▶ Exercise aim: Rewrite the entries from the line containing "Where can the dog's front leg" through the line containing "point(245, 158)", scaling each answer coordinate by 2.4 and rounding to whole numbers with halves rounded up. Keep all other text unchanged, including the sample point in the line that begins "Where can".

[Start Entries provided]

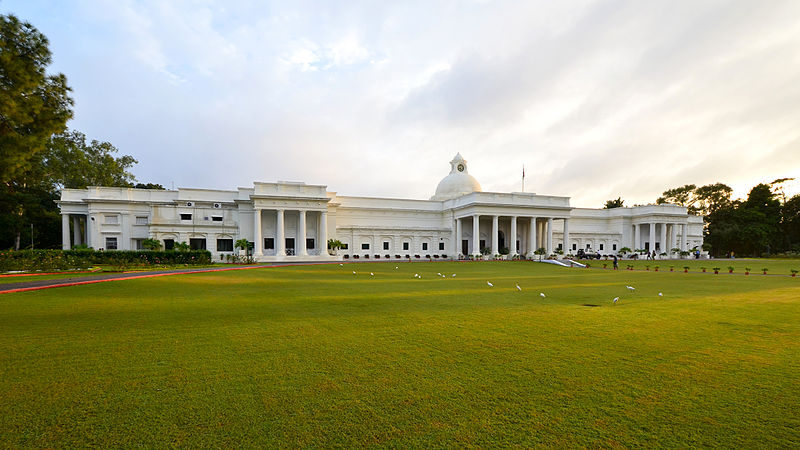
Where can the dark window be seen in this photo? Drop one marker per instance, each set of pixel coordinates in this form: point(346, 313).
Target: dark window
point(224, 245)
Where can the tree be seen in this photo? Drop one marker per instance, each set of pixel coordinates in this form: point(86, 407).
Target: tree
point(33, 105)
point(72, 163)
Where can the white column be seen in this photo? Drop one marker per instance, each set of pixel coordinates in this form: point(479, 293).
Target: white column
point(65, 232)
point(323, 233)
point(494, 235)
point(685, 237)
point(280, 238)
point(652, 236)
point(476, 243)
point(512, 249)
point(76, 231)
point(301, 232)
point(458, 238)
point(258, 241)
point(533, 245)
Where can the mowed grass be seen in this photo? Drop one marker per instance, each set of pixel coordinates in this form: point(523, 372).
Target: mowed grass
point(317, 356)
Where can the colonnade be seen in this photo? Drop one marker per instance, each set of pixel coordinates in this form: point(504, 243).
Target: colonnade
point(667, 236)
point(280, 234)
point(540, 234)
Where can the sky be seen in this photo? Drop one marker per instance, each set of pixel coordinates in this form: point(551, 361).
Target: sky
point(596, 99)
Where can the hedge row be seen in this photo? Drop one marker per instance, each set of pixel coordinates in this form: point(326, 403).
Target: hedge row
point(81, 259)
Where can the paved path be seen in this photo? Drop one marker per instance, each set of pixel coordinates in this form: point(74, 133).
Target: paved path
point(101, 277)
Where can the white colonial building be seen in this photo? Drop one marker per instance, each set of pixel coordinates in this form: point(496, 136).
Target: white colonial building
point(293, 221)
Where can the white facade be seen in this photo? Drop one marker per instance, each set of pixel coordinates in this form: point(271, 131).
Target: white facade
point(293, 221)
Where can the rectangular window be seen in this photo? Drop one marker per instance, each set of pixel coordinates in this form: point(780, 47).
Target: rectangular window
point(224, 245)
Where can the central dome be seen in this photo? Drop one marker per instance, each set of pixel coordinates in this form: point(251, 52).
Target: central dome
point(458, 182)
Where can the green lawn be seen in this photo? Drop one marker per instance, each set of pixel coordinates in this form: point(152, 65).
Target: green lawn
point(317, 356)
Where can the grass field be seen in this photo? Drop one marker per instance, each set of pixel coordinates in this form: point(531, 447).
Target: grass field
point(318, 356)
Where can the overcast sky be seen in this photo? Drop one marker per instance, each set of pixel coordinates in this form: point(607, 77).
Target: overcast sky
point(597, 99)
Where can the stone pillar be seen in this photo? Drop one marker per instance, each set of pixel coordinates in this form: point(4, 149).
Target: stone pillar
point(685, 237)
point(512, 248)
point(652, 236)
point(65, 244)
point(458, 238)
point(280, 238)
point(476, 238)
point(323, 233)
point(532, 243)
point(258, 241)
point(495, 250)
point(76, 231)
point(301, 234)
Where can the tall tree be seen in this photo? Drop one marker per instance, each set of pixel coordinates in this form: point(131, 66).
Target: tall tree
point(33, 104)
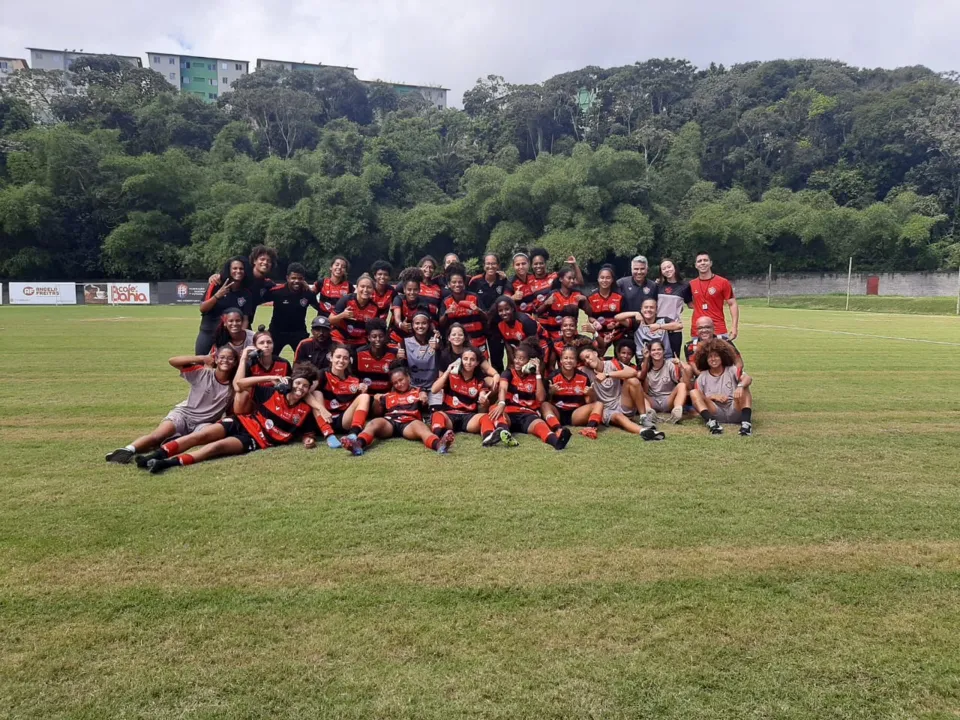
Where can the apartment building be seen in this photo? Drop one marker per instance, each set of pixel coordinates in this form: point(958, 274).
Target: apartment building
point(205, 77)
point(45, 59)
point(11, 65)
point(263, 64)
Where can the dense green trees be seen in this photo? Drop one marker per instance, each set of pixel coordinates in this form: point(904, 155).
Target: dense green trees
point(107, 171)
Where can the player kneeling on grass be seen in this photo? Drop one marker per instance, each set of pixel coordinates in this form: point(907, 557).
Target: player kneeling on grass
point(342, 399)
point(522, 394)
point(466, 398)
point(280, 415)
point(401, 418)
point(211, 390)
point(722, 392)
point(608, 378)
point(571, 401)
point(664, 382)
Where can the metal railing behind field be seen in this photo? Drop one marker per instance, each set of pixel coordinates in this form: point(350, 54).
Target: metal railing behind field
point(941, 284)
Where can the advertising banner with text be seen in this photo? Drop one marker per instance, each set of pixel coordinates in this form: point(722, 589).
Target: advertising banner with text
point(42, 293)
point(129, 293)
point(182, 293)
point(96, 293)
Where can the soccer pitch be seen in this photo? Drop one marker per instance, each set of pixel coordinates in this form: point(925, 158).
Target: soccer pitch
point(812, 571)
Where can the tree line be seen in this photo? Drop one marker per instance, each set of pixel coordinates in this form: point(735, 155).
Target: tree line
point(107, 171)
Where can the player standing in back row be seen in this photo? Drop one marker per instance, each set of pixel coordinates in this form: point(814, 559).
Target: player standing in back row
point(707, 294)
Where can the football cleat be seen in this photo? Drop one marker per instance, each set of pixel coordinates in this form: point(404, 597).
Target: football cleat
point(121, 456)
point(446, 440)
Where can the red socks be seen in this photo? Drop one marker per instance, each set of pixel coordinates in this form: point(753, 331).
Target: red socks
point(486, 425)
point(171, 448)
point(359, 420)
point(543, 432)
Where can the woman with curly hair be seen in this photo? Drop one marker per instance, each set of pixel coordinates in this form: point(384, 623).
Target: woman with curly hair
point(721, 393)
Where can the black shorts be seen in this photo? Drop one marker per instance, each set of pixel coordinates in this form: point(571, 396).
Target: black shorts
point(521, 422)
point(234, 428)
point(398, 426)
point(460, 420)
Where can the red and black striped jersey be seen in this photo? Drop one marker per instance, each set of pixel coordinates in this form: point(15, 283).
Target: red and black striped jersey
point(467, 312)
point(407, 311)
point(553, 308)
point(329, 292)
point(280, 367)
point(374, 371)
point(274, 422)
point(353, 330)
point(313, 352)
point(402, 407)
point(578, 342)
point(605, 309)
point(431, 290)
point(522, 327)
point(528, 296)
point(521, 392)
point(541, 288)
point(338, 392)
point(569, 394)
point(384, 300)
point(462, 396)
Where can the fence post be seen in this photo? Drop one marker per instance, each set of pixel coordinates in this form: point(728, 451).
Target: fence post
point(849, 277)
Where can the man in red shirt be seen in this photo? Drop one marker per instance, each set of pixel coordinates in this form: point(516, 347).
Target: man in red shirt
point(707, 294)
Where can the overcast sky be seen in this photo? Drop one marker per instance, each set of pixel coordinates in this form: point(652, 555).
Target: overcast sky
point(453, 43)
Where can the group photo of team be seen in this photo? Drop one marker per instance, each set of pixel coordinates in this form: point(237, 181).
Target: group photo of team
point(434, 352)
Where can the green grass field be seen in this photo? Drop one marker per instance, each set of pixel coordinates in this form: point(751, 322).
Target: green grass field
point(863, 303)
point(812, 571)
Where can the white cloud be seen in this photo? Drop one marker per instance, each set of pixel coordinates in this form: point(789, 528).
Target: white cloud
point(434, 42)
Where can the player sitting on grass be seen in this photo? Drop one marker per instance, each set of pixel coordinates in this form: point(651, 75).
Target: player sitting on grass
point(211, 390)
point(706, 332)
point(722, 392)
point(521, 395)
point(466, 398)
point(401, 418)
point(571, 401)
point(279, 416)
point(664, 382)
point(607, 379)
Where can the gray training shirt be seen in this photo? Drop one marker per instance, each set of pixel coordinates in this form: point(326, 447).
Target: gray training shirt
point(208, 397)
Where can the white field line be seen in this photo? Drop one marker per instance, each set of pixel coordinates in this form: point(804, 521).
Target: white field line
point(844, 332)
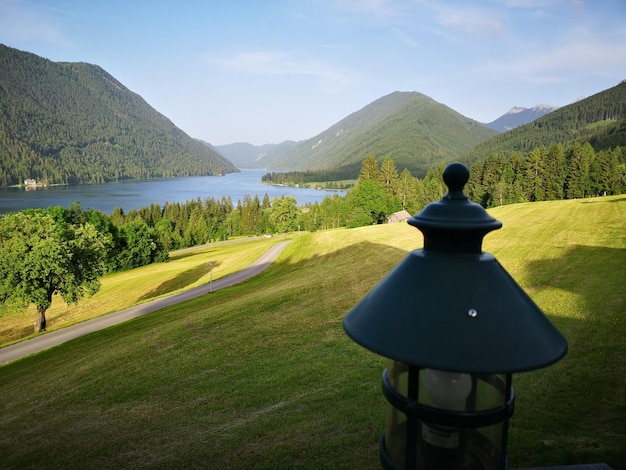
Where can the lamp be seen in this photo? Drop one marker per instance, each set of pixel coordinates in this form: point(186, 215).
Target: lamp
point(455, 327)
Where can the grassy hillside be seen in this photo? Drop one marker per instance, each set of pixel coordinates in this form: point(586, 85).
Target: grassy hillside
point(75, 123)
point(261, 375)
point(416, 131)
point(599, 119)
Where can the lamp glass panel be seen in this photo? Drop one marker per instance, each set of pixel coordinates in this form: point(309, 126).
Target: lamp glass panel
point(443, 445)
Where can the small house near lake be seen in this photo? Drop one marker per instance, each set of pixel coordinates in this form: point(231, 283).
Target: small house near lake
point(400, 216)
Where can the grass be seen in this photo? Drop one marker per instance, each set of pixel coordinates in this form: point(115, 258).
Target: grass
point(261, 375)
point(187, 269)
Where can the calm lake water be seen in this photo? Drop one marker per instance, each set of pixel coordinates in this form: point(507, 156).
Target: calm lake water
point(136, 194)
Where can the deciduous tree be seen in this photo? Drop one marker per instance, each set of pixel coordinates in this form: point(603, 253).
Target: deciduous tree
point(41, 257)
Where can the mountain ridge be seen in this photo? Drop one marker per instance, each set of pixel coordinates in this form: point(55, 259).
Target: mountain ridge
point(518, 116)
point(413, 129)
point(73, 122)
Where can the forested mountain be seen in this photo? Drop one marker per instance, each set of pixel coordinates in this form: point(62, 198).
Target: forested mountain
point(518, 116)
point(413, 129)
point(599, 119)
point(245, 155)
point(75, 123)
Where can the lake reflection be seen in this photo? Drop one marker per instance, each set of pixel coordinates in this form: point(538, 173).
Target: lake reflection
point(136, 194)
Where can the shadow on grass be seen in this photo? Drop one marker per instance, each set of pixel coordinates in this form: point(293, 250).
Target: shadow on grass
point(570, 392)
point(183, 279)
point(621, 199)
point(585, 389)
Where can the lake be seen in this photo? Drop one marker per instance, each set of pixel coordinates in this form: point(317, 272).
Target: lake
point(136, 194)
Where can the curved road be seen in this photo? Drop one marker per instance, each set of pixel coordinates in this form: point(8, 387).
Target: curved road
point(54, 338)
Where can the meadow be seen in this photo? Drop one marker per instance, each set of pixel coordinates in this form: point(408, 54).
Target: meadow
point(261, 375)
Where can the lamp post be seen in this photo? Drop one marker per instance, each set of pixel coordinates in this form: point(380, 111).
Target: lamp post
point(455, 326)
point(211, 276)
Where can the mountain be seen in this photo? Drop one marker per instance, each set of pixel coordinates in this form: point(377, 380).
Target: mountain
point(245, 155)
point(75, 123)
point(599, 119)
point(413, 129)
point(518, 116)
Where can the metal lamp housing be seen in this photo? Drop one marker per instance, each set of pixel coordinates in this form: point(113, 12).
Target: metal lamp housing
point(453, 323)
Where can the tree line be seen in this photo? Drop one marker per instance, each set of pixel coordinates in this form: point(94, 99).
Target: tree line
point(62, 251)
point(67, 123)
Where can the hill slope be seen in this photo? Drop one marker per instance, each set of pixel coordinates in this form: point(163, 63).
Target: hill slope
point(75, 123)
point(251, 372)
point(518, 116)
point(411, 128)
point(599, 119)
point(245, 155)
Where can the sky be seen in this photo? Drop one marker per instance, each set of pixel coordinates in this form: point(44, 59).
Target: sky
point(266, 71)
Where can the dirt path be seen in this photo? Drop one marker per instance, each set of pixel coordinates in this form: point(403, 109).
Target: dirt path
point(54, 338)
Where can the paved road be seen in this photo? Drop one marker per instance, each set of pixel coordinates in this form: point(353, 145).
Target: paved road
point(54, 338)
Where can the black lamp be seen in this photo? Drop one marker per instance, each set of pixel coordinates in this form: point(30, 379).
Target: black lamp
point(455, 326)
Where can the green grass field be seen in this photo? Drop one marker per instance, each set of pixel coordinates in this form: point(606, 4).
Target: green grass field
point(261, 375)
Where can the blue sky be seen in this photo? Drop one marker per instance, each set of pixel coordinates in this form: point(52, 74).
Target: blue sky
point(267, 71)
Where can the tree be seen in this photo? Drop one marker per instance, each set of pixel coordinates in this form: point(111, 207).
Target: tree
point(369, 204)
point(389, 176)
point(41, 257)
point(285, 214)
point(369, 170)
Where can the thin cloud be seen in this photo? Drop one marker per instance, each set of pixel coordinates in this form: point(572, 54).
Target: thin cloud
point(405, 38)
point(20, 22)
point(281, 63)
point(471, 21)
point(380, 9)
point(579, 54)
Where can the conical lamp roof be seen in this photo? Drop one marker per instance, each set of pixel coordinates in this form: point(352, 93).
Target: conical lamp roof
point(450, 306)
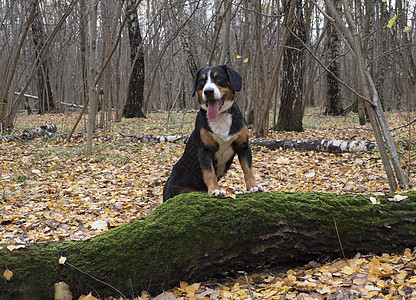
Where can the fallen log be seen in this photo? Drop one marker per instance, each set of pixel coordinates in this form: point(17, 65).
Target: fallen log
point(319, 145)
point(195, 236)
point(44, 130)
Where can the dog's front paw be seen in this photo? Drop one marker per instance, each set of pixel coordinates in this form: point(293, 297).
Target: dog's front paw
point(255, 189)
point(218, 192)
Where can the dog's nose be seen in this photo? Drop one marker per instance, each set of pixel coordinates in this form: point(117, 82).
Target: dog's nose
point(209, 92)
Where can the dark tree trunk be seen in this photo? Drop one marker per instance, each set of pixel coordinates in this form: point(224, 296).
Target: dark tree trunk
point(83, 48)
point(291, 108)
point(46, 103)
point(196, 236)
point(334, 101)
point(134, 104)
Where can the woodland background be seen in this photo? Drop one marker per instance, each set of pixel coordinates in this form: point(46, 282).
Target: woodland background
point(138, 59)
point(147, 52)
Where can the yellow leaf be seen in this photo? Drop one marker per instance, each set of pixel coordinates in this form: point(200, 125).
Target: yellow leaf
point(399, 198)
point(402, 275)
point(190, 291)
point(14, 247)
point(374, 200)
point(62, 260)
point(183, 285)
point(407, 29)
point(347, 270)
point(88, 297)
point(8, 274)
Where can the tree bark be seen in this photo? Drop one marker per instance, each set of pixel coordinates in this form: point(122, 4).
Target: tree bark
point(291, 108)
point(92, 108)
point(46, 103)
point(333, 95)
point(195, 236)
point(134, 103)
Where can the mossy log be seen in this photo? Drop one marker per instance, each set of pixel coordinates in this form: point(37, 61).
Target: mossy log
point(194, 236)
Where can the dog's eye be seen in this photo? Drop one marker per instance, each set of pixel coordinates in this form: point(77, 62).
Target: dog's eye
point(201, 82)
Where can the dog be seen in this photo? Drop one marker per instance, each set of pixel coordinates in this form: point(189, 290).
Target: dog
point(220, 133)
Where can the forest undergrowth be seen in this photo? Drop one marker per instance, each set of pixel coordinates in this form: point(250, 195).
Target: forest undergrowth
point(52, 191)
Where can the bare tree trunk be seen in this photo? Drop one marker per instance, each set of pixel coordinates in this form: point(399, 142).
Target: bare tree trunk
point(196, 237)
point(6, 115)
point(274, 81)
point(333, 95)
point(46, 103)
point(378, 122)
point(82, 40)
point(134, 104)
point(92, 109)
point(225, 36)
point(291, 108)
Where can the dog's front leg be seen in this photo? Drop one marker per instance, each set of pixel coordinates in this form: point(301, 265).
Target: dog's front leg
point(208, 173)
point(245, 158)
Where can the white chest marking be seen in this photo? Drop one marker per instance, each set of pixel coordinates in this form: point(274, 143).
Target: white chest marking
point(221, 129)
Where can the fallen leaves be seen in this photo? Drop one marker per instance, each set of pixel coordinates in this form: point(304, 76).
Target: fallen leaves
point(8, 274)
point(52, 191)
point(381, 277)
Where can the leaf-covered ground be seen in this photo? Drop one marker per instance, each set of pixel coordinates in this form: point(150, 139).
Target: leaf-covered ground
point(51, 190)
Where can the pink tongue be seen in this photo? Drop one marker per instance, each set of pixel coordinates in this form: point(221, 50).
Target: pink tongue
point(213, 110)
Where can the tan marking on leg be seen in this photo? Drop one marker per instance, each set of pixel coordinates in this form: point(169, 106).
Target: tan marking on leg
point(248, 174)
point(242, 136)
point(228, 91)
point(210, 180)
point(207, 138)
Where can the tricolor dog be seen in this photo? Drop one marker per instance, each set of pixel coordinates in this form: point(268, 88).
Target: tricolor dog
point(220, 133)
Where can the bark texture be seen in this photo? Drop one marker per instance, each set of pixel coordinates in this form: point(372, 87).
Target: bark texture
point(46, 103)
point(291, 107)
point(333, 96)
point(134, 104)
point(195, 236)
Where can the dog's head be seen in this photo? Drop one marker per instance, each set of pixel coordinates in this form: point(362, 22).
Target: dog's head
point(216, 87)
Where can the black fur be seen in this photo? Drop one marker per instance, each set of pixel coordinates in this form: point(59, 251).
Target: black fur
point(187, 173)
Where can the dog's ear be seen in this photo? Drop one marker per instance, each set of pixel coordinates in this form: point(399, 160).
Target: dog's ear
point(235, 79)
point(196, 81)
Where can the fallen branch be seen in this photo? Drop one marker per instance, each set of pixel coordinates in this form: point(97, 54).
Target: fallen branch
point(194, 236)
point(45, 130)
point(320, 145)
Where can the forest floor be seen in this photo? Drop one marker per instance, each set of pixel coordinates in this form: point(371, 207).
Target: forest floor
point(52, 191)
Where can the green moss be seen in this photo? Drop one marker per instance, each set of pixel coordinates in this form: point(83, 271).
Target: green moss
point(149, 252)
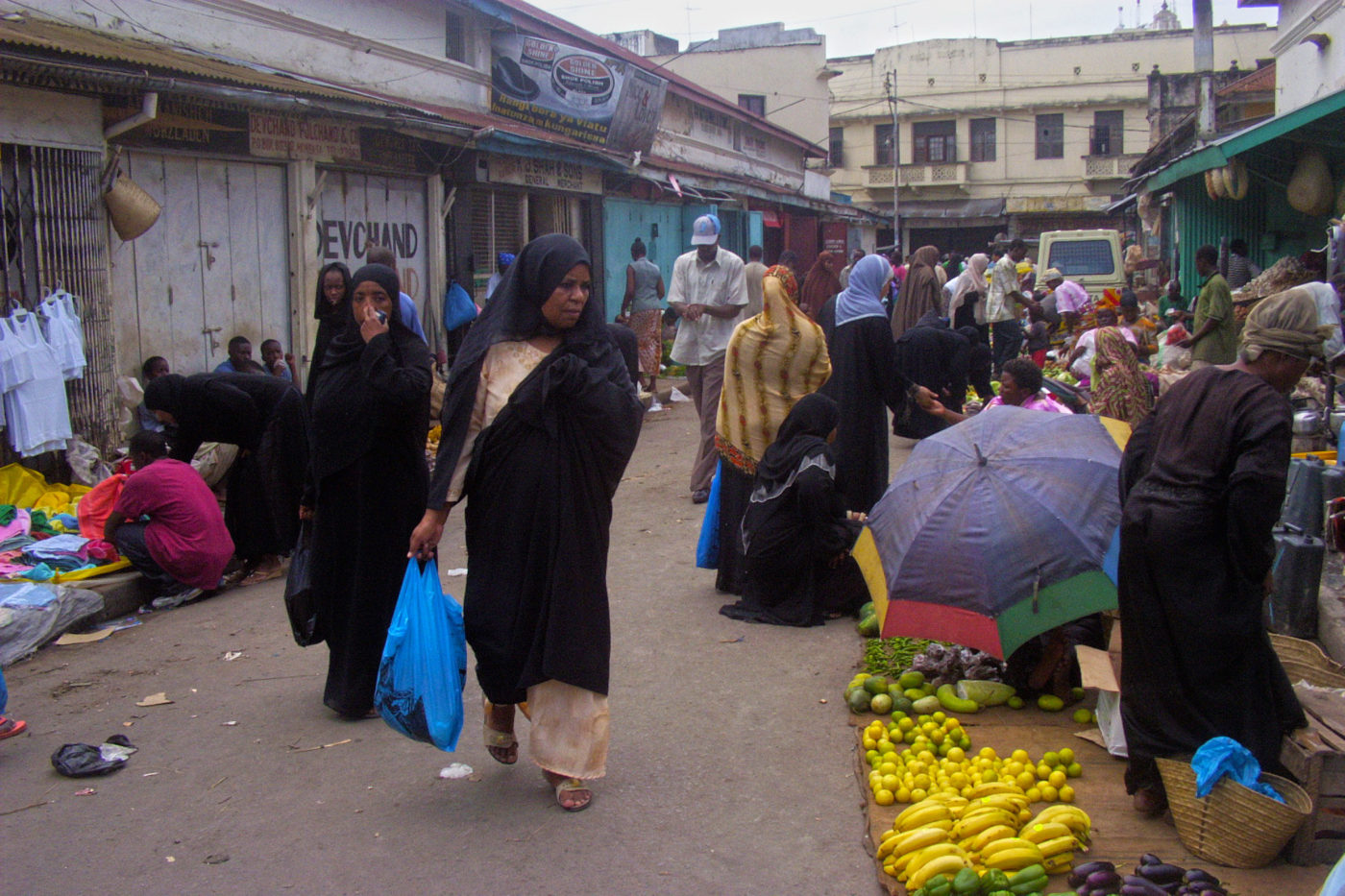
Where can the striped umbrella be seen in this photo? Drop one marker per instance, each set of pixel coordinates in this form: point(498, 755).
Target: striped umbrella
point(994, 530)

[End Entries provided]

▶ Complete output:
Where can the dog's front leg be seen in this photo? Drop one marker per instance, each set of pixel coordinates in this form: point(301, 265).
Target: dog's front leg
point(499, 415)
point(588, 379)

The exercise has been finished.